SELECTED PASSAGE =

# Topic 1: AWS Data Access

---

AWS buckets can be configured to control access to the data they contain. Buckets can be configured to be **completely free and open** to users, like the [Sentinel-2 Cloud Optimized GeoTIFF](https://registry.opendata.aws/sentinel-2-l2a-cogs/) data within [Open Data on AWS](https://registry.opendata.aws/). Buckets can also be **free and open, but require authenication**, like NASA assets stored in the NASA Cumulus cloud space. Others may require user to confirm they will pay for data that is pulled out of an AWS Region (e.g., **requester pays**). Below we will walk through how to access buckets with different configurations, as well as show how to access assets via HTTPS and as s3 (when it's an option). 

## Import Required Packages

In [None]:
%matplotlib inline
import matplotlib.pyplot as plt
import requests 
import boto3
import rasterio as rio # https://rasterio.readthedocs.io/en/latest/
from rasterio.plot import show
from rasterio.session import AWSSession
from osgeo import gdal
import rioxarray # https://corteva.github.io/rioxarray/stable/index.html

## Quick GDAL Detour 

#### GDAL environmental variables 

GDAL is a foundational piece of geospatial software that is leveraged by several popular open-source, and closed, geospatial software. The `rasterio` package is no exception. Rasterio leverages GDAL to, among other things, read and write raster data files, e.g., GeoTIFFs/Cloud Optimized GeoTIFFs. To read remote files, i.e., files/objects stored in the cloud, GDAL uses its [Virtual File System](https://gdal.org/user/virtual_file_systems.html) API. In a perfect world, one would be able to point a Virtual File System (there are several) at a remote data asset and have the asset retrieved, but that is not always the case. GDAL has a host of [configurations](https://gdal.org/user/configoptions.html)/environmental variables that adjust its behavior to, for example, make a req`uest more performant or to pass AWS credentials to the distribution system. Below, we'll identify the evironmental variables that will help us get our data from cloud.

WRITTEN TASKS =
1. According to the AWS data access page, what does GDAL use to read files stored in the cloud?
2. From the AWS data access page, write out the part starting with "AWS buckets can" and going on through "it's an option).".
The listing after this comes from a different source.

DATA ENTRIES =
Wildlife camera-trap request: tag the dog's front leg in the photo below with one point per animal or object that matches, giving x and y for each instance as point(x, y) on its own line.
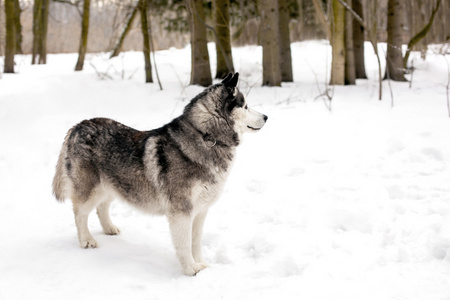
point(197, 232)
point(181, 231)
* * *
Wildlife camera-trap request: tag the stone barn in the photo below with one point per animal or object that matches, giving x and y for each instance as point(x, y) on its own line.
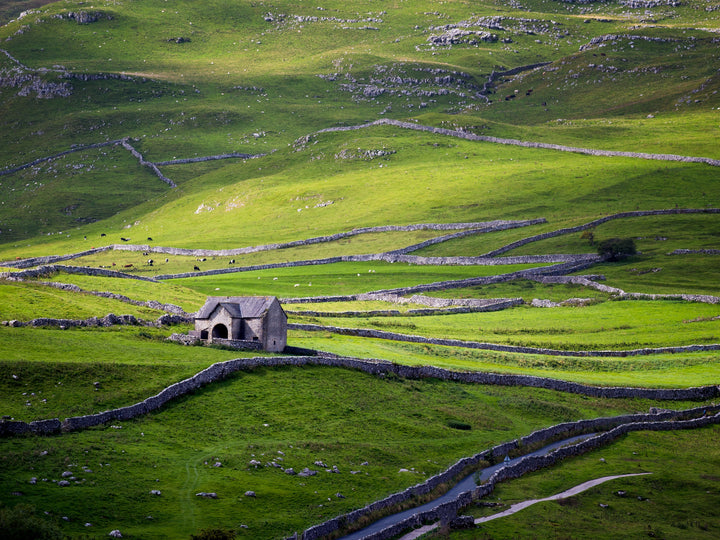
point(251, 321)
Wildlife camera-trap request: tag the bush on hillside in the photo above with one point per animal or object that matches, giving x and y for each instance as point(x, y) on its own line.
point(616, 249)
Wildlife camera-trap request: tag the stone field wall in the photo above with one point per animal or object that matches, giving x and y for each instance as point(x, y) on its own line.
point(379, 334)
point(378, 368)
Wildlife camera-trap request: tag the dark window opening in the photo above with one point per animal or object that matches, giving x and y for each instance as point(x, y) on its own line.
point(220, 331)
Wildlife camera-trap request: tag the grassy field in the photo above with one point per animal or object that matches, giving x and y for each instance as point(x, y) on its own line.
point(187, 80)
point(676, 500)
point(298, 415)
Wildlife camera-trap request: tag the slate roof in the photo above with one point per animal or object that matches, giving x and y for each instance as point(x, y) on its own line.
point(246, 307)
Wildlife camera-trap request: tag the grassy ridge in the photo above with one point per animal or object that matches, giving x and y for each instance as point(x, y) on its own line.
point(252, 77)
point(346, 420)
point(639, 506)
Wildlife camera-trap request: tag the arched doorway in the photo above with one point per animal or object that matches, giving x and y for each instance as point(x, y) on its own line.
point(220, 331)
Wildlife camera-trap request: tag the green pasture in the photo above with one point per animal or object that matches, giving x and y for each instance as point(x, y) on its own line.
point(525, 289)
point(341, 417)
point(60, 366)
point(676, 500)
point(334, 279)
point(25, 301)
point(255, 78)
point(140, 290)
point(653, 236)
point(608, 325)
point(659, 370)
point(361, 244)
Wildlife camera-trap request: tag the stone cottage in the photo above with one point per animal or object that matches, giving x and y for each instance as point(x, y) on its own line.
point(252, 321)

RESPONSES FOR EACH TASK =
1. Its Virtual File System API.

2.
AWS buckets can be configured to control access to the data they contain. Buckets can be configured to be **completely free and open** to users, like the [Sentinel-2 Cloud Optimized GeoTIFF](https://registry.opendata.aws/sentinel-2-l2a-cogs/) data within [Open Data on AWS](https://registry.opendata.aws/). Buckets can also be **free and open, but require authenication**, like NASA assets stored in the NASA Cumulus cloud space. Others may require user to confirm they will pay for data that is pulled out of an AWS Region (e.g., **requester pays**). Below we will walk through how to access buckets with different configurations, as well as show how to access assets via HTTPS and as s3 (when it's an option).